[Dataset excerpt]
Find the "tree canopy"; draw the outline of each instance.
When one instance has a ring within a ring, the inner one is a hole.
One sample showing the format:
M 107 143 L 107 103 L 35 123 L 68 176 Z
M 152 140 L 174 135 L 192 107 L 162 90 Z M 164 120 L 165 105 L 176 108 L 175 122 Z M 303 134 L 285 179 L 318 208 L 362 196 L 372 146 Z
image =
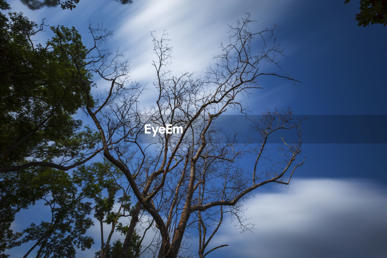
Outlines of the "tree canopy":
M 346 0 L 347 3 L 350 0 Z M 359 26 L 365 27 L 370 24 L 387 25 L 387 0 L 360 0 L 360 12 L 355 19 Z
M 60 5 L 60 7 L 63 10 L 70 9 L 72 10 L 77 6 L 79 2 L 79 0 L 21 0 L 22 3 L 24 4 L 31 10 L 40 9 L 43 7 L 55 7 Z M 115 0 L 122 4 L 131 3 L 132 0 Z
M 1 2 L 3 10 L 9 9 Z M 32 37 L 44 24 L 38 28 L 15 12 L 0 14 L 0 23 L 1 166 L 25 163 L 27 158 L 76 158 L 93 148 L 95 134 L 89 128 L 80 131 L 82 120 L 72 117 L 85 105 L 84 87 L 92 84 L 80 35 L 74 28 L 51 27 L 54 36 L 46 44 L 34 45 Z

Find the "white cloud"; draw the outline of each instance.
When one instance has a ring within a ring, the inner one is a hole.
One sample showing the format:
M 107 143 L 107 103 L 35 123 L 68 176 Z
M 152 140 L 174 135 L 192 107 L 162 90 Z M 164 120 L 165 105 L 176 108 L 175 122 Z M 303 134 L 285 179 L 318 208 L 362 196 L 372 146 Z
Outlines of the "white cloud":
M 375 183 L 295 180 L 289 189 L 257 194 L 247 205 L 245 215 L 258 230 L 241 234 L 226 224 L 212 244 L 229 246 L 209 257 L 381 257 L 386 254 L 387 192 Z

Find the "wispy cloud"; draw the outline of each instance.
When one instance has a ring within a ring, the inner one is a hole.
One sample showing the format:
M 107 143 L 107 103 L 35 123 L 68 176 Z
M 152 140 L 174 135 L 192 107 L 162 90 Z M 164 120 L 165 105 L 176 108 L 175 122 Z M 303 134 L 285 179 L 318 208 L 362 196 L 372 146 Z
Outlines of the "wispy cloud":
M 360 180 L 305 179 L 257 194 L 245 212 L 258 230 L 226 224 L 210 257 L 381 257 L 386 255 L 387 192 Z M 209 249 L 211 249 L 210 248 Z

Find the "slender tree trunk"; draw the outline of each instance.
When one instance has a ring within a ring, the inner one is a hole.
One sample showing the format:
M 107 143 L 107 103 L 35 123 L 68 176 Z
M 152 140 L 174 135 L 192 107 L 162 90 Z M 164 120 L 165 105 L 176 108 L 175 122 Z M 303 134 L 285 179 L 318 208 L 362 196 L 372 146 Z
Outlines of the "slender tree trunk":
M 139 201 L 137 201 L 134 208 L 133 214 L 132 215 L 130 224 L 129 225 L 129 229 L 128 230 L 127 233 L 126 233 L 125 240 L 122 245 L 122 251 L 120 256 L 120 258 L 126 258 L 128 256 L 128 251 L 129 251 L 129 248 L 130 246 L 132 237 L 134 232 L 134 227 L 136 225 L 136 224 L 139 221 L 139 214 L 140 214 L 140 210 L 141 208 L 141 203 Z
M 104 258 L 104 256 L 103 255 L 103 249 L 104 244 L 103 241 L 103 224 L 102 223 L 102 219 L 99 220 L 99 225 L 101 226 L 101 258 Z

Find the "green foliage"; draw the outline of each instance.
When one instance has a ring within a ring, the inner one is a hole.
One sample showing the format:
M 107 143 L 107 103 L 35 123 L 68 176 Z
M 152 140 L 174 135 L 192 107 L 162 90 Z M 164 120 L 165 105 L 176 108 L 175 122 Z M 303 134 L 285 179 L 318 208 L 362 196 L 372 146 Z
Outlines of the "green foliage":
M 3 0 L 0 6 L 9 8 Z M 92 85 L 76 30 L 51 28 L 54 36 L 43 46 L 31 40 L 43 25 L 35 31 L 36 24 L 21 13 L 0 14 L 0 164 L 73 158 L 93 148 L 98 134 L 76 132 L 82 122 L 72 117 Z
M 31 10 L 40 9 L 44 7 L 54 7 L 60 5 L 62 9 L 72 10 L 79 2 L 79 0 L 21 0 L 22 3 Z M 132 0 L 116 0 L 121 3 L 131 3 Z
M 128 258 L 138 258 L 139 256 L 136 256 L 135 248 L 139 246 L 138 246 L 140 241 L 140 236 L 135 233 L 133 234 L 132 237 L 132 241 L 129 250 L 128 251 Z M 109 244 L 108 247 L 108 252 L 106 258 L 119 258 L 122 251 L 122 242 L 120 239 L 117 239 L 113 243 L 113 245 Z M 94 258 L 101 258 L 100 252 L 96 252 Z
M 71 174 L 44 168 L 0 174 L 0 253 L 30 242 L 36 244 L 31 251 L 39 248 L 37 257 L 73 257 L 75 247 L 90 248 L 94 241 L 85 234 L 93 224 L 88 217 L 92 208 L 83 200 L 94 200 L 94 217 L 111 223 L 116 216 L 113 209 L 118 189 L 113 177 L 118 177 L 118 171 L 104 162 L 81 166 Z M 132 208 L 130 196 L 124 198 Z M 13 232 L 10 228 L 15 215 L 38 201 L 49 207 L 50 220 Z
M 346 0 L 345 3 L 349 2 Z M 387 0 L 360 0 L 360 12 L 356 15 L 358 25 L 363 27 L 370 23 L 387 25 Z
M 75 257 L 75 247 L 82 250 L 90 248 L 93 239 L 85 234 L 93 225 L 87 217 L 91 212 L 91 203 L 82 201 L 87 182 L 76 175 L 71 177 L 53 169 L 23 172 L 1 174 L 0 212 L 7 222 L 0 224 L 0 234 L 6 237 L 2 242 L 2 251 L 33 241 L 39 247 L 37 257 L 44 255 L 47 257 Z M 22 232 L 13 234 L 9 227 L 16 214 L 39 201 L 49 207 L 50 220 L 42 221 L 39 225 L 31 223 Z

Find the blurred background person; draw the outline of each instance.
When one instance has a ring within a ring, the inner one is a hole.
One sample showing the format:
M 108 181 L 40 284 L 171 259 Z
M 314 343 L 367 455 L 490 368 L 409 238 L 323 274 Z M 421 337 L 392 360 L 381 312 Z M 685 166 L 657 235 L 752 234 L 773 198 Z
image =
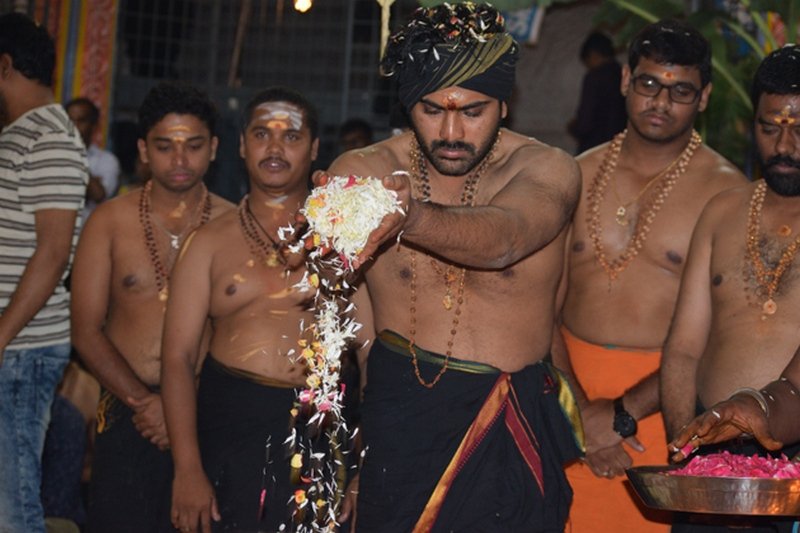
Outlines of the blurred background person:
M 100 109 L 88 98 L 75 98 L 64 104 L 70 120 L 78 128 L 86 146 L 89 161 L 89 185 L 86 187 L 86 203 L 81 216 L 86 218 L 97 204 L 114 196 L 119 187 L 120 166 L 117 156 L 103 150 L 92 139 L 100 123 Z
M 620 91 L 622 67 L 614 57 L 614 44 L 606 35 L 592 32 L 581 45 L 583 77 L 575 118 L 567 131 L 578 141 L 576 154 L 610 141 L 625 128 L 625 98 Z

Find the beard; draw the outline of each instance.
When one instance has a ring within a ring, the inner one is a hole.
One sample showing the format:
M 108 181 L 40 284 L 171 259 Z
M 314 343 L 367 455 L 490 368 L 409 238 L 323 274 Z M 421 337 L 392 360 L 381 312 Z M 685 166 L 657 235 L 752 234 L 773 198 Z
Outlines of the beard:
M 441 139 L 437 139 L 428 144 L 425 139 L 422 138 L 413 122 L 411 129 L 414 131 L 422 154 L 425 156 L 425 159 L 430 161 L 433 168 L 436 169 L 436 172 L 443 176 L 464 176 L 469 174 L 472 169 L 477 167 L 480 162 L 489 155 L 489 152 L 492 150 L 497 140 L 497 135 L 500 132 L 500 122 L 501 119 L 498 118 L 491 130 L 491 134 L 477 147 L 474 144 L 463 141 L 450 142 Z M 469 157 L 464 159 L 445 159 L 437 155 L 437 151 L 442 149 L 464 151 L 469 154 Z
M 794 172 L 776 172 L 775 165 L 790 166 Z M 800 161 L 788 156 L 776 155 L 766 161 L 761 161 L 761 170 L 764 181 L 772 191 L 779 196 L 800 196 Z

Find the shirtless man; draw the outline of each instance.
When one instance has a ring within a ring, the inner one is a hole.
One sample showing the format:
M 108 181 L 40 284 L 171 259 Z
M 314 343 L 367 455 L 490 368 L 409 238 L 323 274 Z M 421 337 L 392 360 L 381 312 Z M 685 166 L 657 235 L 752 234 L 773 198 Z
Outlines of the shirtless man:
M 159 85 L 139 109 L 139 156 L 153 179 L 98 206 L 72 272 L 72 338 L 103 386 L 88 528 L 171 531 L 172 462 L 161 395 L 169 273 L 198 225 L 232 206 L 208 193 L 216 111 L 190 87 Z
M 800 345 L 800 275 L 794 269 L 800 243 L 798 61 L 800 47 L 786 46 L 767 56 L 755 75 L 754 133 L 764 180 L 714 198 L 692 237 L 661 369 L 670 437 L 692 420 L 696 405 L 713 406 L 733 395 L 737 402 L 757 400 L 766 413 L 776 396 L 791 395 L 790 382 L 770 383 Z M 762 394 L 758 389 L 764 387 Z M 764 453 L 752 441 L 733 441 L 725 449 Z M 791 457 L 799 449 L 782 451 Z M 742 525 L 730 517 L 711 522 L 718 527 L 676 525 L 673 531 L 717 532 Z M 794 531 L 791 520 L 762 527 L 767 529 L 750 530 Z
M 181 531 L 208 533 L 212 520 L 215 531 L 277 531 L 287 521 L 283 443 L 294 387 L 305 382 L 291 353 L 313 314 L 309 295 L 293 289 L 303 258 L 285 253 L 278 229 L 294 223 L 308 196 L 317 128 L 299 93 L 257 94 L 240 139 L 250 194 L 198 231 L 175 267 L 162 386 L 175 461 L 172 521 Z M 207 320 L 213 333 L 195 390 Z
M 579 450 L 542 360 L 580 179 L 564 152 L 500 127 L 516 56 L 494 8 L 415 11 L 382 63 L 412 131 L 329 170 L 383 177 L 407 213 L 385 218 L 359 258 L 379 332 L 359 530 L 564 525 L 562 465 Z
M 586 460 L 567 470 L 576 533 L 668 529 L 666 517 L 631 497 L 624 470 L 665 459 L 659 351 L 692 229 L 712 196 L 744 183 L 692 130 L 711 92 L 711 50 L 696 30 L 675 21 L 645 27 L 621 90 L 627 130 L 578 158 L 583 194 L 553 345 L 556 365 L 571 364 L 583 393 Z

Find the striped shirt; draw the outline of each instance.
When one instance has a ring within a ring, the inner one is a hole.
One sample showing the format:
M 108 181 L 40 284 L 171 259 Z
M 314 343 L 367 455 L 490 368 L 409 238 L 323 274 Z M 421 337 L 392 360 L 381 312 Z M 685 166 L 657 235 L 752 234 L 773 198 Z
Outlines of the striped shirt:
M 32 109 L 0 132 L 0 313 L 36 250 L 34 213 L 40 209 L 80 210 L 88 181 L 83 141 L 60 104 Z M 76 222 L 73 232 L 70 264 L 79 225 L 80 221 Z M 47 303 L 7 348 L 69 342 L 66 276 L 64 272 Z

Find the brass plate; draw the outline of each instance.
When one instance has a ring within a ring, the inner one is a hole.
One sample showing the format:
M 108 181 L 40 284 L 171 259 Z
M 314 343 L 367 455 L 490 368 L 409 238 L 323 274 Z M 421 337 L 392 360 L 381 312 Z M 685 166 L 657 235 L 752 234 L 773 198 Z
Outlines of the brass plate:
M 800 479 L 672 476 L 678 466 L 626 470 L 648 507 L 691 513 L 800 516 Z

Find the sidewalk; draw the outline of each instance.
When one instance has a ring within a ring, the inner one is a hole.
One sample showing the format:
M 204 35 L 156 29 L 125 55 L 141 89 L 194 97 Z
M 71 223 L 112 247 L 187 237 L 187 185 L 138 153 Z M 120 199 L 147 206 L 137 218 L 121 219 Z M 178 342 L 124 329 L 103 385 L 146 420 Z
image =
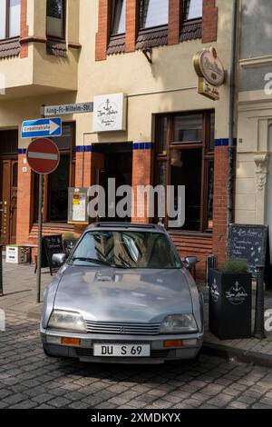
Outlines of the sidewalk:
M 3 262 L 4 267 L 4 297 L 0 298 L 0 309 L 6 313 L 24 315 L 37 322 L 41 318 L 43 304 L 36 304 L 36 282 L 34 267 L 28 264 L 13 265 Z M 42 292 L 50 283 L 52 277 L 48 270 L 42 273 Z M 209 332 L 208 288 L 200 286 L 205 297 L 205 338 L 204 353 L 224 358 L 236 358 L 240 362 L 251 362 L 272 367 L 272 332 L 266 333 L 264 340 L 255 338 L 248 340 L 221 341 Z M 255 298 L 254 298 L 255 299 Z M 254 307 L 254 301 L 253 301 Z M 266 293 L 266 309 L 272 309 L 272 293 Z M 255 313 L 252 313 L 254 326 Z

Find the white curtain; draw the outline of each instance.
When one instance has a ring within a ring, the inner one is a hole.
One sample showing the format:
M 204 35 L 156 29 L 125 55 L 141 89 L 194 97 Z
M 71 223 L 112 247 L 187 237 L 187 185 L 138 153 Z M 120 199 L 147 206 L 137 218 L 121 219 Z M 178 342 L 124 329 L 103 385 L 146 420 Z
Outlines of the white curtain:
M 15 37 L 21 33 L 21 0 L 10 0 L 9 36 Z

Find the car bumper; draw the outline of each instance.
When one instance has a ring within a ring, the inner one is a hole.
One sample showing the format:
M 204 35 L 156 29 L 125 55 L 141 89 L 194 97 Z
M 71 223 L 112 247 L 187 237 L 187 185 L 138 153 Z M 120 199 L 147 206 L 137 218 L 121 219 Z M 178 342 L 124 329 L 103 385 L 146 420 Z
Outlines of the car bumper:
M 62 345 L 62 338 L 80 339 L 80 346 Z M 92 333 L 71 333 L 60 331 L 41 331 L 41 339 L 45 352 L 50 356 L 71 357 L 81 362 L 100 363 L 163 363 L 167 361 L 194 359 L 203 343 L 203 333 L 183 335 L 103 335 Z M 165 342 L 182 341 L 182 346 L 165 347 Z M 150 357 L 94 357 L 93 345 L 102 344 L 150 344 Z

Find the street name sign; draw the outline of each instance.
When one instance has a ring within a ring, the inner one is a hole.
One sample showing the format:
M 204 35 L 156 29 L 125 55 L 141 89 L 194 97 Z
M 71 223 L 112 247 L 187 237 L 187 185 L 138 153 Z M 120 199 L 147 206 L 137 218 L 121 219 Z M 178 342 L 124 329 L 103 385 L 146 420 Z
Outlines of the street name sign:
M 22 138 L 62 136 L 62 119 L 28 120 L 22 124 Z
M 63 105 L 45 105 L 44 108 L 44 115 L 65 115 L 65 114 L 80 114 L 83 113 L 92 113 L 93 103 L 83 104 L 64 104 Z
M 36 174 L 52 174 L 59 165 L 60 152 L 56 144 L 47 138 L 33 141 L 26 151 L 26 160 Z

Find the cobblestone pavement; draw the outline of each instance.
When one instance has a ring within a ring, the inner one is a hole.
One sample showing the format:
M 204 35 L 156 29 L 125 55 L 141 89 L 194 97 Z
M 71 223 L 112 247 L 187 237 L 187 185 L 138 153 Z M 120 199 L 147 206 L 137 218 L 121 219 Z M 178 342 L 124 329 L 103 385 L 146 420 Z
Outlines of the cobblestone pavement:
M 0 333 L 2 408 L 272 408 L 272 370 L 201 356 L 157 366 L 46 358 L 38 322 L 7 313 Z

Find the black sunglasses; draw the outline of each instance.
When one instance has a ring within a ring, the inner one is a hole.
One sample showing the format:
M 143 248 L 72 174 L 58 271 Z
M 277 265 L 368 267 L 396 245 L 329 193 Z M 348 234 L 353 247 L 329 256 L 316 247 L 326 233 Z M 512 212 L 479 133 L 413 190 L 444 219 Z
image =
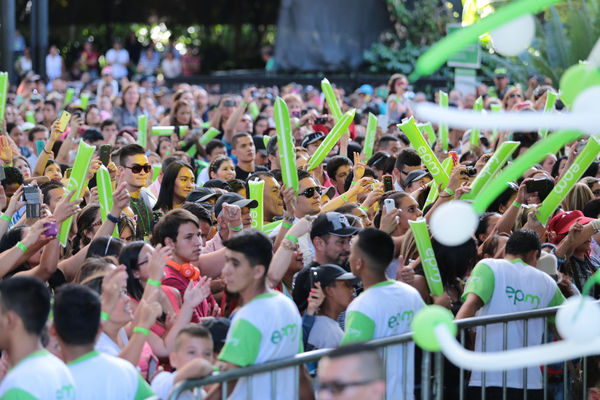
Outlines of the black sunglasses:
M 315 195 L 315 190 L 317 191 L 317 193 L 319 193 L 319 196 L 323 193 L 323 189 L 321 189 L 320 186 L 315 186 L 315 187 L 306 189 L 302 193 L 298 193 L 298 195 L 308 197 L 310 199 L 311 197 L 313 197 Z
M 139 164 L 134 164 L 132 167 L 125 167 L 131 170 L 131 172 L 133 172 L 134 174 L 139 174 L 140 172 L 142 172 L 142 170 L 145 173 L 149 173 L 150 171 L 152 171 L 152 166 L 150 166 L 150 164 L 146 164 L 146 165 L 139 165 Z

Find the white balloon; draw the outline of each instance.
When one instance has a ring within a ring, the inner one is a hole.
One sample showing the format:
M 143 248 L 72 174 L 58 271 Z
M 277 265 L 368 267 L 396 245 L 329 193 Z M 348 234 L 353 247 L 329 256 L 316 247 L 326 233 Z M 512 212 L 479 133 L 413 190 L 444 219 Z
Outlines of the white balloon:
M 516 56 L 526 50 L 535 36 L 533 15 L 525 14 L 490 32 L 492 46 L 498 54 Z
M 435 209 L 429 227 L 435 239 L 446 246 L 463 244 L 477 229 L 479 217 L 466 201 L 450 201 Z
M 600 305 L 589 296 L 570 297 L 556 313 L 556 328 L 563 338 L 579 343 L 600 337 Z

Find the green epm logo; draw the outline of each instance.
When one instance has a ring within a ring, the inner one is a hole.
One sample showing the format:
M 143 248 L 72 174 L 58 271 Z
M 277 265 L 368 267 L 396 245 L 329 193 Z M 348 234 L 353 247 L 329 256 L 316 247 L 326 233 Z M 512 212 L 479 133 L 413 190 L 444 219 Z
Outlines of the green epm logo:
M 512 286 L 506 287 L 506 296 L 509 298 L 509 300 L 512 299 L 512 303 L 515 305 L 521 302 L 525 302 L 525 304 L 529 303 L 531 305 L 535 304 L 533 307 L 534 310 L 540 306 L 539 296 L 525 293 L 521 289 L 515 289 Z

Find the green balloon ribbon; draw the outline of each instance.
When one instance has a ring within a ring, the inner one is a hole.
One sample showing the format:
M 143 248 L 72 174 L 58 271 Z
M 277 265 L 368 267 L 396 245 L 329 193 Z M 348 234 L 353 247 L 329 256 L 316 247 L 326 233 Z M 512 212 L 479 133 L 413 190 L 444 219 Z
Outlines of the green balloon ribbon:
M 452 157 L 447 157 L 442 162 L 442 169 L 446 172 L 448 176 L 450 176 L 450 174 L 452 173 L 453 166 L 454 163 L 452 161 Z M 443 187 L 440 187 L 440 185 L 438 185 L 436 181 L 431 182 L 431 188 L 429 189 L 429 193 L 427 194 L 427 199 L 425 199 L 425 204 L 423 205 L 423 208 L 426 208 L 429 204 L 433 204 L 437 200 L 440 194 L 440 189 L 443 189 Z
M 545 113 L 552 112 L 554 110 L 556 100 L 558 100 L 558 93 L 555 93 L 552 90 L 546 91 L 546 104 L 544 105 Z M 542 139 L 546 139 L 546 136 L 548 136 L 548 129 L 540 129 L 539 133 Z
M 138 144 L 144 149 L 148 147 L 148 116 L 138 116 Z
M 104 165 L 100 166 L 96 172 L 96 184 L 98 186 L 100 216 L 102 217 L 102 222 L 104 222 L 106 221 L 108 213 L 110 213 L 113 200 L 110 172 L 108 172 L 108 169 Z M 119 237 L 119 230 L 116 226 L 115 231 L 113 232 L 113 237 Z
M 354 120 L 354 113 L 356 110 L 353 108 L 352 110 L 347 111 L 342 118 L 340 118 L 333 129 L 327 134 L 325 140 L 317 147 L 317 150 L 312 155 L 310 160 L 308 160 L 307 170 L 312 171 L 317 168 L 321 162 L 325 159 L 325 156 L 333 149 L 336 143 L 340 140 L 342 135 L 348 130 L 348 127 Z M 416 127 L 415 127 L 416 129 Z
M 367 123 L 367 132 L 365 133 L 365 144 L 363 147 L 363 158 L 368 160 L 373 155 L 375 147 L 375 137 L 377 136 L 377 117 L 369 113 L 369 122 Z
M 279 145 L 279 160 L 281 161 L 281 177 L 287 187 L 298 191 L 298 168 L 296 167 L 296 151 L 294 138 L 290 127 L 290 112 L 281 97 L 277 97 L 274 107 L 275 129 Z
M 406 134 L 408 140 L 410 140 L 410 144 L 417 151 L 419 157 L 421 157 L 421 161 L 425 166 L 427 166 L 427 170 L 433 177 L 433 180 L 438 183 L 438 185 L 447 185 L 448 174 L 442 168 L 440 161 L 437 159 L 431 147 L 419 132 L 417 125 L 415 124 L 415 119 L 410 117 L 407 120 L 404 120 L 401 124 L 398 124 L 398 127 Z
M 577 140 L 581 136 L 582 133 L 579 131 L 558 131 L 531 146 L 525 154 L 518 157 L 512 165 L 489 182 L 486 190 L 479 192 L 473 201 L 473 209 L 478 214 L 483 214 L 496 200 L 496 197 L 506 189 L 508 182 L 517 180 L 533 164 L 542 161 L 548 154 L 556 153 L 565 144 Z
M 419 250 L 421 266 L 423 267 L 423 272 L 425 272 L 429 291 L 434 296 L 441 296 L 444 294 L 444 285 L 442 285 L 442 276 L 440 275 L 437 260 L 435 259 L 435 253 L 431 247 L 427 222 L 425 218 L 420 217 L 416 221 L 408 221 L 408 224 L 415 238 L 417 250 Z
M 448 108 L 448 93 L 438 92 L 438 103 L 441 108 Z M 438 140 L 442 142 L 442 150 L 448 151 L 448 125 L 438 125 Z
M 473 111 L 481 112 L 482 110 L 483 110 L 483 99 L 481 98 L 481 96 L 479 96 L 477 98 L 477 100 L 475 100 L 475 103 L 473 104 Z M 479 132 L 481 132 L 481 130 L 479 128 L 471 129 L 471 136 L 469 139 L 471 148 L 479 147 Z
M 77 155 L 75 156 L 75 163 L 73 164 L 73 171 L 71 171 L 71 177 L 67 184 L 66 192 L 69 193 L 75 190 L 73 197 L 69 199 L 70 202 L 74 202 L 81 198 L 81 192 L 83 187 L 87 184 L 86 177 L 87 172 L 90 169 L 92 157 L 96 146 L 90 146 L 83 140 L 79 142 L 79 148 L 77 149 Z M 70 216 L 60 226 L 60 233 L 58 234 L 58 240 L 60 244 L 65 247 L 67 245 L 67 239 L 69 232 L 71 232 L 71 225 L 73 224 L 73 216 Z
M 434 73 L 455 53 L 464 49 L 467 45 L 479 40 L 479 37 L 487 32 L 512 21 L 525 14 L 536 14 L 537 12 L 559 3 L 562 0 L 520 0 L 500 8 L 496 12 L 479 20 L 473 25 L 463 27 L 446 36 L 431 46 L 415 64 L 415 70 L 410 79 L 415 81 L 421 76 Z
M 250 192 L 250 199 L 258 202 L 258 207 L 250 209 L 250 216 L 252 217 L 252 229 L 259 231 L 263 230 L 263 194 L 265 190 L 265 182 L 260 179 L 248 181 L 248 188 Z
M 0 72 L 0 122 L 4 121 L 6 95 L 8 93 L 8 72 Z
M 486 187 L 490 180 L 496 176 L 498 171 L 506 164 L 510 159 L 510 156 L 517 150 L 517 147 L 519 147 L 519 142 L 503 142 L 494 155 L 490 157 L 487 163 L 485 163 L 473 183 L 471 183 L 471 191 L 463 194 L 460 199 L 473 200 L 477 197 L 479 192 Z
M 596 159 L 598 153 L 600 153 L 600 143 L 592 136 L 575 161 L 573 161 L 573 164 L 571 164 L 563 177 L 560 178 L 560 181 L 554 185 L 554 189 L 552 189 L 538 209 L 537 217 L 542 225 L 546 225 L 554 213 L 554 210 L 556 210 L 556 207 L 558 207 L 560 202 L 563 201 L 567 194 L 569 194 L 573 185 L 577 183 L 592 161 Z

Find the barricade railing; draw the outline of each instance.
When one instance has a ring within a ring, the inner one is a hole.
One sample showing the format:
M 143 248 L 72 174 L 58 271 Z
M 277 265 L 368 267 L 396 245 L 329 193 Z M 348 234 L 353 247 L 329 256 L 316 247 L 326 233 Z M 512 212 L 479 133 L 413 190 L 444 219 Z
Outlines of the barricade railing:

*Challenge*.
Reproduce the data above word for word, everything from the line containing "Find the white curtain;" down to the line containing "M 62 345 L 62", both included.

*Written answer*.
Find the white curtain; draw the outline of each instance.
When one instance has a ring within a ring, the inner one is a hole.
One sample showing the format:
M 204 35 L 156 29 L 125 55 L 141 89 L 194 97 Z
M 71 223 L 112 247 L 187 237 L 187 185 L 138 153 Z M 120 199 L 147 206 L 137 218 L 121 219 Z M 178 342 L 124 329 L 103 385 L 146 420 Z
Outlines of the white curtain:
M 15 37 L 21 33 L 21 0 L 10 0 L 9 36 Z

Find the car bumper; draw the outline of each instance.
When one instance has a ring within a ring, the inner one is a hole.
One sample showing the format:
M 204 35 L 156 29 L 125 55 L 141 89 L 194 97 Z
M 71 223 L 112 247 L 187 237 L 187 185 L 138 153 Z M 120 199 L 147 206 L 137 218 L 121 219 Z M 178 342 L 124 329 L 103 385 L 146 420 Z
Outlines of the car bumper:
M 62 345 L 62 338 L 80 339 L 80 346 Z M 92 333 L 71 333 L 60 331 L 41 331 L 41 339 L 45 352 L 50 356 L 71 357 L 81 362 L 100 363 L 163 363 L 167 361 L 194 359 L 203 343 L 203 333 L 183 335 L 103 335 Z M 165 342 L 182 341 L 182 346 L 165 347 Z M 150 357 L 94 357 L 93 345 L 102 344 L 150 344 Z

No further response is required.